start MATERIAL FOR THE TASK
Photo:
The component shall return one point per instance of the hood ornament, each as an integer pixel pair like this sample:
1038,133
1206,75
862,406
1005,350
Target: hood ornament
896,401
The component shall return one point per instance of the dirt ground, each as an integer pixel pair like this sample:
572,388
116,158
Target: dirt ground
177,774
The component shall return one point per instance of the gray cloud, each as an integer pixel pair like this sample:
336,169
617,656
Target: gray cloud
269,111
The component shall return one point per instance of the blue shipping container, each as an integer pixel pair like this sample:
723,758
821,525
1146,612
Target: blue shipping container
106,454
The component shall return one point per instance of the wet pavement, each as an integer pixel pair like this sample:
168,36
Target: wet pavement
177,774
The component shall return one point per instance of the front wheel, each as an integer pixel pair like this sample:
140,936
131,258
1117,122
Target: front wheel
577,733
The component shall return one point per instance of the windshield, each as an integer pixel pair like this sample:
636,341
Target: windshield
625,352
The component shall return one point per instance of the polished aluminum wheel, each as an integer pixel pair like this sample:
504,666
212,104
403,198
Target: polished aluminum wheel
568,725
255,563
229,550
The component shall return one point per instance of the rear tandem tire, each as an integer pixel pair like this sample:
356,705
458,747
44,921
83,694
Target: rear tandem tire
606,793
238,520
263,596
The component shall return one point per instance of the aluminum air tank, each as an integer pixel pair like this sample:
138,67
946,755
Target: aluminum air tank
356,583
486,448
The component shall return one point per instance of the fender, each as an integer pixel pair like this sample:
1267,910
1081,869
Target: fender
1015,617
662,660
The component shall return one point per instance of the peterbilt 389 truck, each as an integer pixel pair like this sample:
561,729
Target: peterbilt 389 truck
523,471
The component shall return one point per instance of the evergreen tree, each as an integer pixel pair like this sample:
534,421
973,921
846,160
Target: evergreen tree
end MATERIAL FOR THE TASK
> [WHAT IS EXPECTED]
Update all of the records above so that "component" becomes "module" wherever it occurs, and change nothing else.

> [FINISHED EXERCISE]
Photo:
The module shall return one point per instance of the hood ornament, each as an integer pixel pair like this sample:
1038,133
1206,75
862,406
1005,350
Target: hood ornament
896,401
The module shall return one point per instance of the dirt ground, each as an integer pixel pair like this sample:
572,388
116,158
Target: dirt ground
177,774
The module shall return one point per instance of the gray cloud, each as an integer pixel pair like this sample:
336,169
617,656
Target: gray cloud
269,111
The module shall return one point per instance of the blue shipping container, each as an integer pixel pair like this sample:
723,758
821,525
1146,612
Target: blue shipping container
106,454
The module shall return one point per instance of the wet pavement, each as an integer pixel pair like this sample:
168,36
Target: wet pavement
177,774
The module shall return one point per instance of the front wheel, each as an integer pixel pair like this sample:
140,936
131,258
1117,122
Target: front wheel
577,733
The module shall return one point per instance of the windshield, each as an integer pixel pair like this sample:
636,341
Target: windshield
625,352
The module shall return one point per instance of the polished aluminum wheel, each as an integer pixel pair like this sample:
504,666
212,104
403,198
Target: polished aluminum wheel
568,725
255,563
229,550
The module shall return one point per instance of the rear tandem tire, each as an integer pixel pair like this sample:
356,705
458,747
44,921
83,694
Target: rear tandem tire
606,793
238,520
263,596
The module shall return one point per instance of the aluminum air tank, each as an integer pixel pair like this sample:
138,67
946,755
Target: aluminum air tank
356,583
486,448
The module shall return one point per instance of the fender, each as an integer pixel pair like this sample:
1267,910
1081,869
Target: fender
1015,617
662,660
The module shall return one point per instance of the peterbilt 389 truck, each as an integer pixel pair like this sample:
561,729
Target: peterbilt 389 truck
523,471
The module shall return one point per instance of the evergreen tree, each as an integer pixel pair like this sample:
534,421
973,921
846,160
Target: evergreen tree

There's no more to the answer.